- **Records**:
+-------+
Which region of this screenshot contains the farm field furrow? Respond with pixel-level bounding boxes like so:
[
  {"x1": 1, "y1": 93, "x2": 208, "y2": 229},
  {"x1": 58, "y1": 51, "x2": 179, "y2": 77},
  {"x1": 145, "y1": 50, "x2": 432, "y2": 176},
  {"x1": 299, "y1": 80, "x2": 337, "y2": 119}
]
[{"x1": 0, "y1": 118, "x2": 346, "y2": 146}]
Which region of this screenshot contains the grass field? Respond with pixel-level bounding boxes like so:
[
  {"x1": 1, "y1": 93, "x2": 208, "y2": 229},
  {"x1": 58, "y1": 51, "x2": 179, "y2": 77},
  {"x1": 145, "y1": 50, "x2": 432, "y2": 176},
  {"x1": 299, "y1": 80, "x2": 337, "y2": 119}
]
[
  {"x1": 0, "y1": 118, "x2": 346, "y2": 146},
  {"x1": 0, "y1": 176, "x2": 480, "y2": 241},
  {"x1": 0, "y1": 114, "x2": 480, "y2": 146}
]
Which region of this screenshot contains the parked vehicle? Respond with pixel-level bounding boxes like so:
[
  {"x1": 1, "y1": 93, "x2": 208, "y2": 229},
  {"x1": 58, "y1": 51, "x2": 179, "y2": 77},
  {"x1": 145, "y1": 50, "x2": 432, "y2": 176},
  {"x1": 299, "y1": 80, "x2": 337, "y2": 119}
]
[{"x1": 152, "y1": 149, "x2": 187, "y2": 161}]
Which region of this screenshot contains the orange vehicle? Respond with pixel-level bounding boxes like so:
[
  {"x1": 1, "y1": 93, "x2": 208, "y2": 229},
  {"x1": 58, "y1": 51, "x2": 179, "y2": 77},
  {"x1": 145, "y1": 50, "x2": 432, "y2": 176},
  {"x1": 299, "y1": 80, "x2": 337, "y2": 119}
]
+-------+
- **What is being asked**: Can you repeat the lines from the one containing "Which region of this screenshot contains the orange" through the end of the items, switching "vehicle" to "truck" and leaving everything else unchanged?

- **Answer below**:
Which region of this screenshot contains the orange truck? Respond with pixel-level bounding boxes like so:
[
  {"x1": 1, "y1": 93, "x2": 208, "y2": 229},
  {"x1": 58, "y1": 51, "x2": 179, "y2": 77},
  {"x1": 145, "y1": 50, "x2": 432, "y2": 176},
  {"x1": 299, "y1": 80, "x2": 337, "y2": 119}
]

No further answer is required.